Raw data:
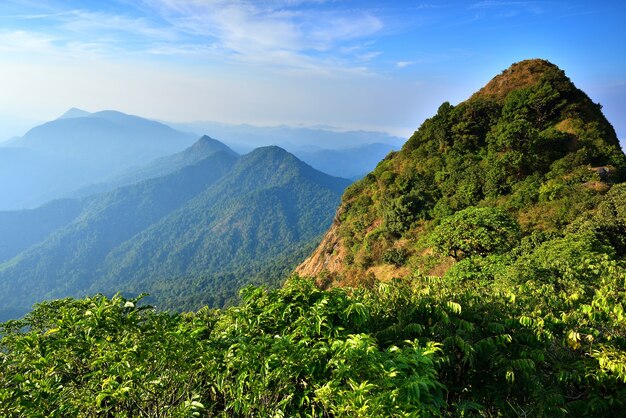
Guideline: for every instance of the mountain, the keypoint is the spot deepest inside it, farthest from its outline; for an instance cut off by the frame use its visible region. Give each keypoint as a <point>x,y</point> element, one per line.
<point>74,113</point>
<point>348,163</point>
<point>244,138</point>
<point>77,149</point>
<point>202,148</point>
<point>221,215</point>
<point>22,229</point>
<point>528,143</point>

Requirement: All of the material must be given again exactly, though no picture may appear in the copy.

Task solution:
Guideline: for every instance of the mountain, the keypoint is the spot deepest inside it, farthest from its outline; for an instance cut off by the frame use its visible region. Give each keypoint as a <point>x,y</point> element, one per line.
<point>74,113</point>
<point>348,163</point>
<point>244,138</point>
<point>77,149</point>
<point>202,148</point>
<point>221,215</point>
<point>22,229</point>
<point>528,143</point>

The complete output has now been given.